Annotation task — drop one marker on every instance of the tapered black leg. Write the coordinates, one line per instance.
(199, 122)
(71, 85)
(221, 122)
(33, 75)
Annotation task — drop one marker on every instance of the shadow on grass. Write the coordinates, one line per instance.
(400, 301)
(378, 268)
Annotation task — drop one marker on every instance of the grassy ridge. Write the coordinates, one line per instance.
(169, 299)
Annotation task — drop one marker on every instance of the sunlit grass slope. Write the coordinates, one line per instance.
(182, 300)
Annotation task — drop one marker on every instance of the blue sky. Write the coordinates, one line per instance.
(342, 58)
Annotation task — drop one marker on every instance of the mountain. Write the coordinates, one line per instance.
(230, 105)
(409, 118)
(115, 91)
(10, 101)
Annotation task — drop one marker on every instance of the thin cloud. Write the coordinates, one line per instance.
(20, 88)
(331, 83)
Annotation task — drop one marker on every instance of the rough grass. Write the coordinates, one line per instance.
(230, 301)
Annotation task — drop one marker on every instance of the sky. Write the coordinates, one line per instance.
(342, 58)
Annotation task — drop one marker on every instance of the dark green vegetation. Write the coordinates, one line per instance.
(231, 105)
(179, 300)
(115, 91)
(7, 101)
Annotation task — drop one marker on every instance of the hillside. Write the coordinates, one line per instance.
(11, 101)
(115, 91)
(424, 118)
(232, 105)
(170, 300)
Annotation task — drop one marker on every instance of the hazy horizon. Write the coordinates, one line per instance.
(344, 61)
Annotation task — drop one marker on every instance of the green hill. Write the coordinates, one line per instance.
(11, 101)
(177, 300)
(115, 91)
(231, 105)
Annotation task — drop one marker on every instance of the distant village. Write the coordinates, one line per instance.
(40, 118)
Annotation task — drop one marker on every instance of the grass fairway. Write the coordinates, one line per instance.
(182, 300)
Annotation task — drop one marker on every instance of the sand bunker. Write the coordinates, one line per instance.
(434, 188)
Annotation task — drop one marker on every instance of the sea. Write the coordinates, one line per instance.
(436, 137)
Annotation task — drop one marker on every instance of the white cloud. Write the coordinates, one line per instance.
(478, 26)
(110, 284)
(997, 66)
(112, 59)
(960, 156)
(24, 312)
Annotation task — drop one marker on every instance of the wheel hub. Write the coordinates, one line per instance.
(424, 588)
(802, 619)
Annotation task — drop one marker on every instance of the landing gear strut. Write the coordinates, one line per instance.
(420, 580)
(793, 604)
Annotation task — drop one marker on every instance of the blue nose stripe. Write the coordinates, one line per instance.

☆ ☆ ☆ ☆

** GIVEN TASK **
Can you output every line of the data above verbatim, from the first line to the last, without changing anything?

** OUTPUT OF THE TASK **
Annotation task — drop one marker on every instance of the tapered black leg. Write the coordinates, one line per instance.
(199, 122)
(71, 85)
(221, 122)
(33, 75)
Annotation task — drop one marker on every instance of the shadow on grass. Write the coordinates, one line per instance.
(400, 301)
(378, 268)
Annotation task — drop one marker on every instance of the grassy ridge. Write the coordinates, one line per instance.
(169, 299)
Annotation task — drop one marker on every instance of the sunlit grass slope. Write the coordinates, one line per instance.
(182, 300)
Annotation task — drop one marker on every instance of the blue sky. Write the coordinates, one line per instance.
(342, 58)
Annotation task — drop one marker on every instance of the mountain. Write the coordinates, one line per instance.
(230, 105)
(409, 118)
(115, 91)
(10, 101)
Annotation task — drop one marker on every instance of the thin cloud. Write the coordinates, one line per instance.
(20, 88)
(331, 83)
Annotation task — drop one marker on every instance of the rough grass. Write the coordinates, one line per instance.
(230, 301)
Annotation task — drop one marker on every instance of the sky. Write the coordinates, one line per instance.
(342, 58)
Annotation task — drop one marker on every instance of the dark green vegetation. Write the coordinates, one line per instance.
(231, 105)
(179, 300)
(115, 91)
(7, 101)
Annotation task — drop one marker on every instance of the hillside. Write the coordinates, one line per instance.
(11, 101)
(115, 91)
(424, 118)
(232, 105)
(170, 300)
Annotation task — drop one marker on every instance of the hazy horizon. Write the coordinates, one line per instance.
(344, 61)
Annotation task — drop one marker on every instance of the green hill. Write the coordinates, one line per instance.
(11, 101)
(177, 300)
(115, 91)
(231, 105)
Annotation task — drop one marker on every instance of the distant village. Write the coordinates, one line per instance.
(40, 118)
Annotation task — drop one marker on every instance of the grass fairway. Write the coordinates, one line per instance.
(182, 300)
Annotation task — drop one marker on every instance of the sand bunker. Write the coordinates, one line per instance.
(434, 188)
Annotation task — drop one marker on every instance of the sea. Write the coordinates, one line per instance.
(436, 137)
Annotation task — drop one marker on every instance of the white cloud. Write the coordinates, one line per instance.
(478, 26)
(110, 284)
(997, 66)
(112, 59)
(960, 156)
(24, 312)
Annotation task — drop one marker on every instance of the wheel hub. Write the coordinates, one line per instance.
(424, 588)
(802, 619)
Annotation task — drop one marker on every instance of the landing gear strut. Write the coordinates, one line per instance.
(420, 580)
(793, 604)
Annotation task — drop one marker on every instance of the blue nose stripe. Write the coordinates, one line per instance.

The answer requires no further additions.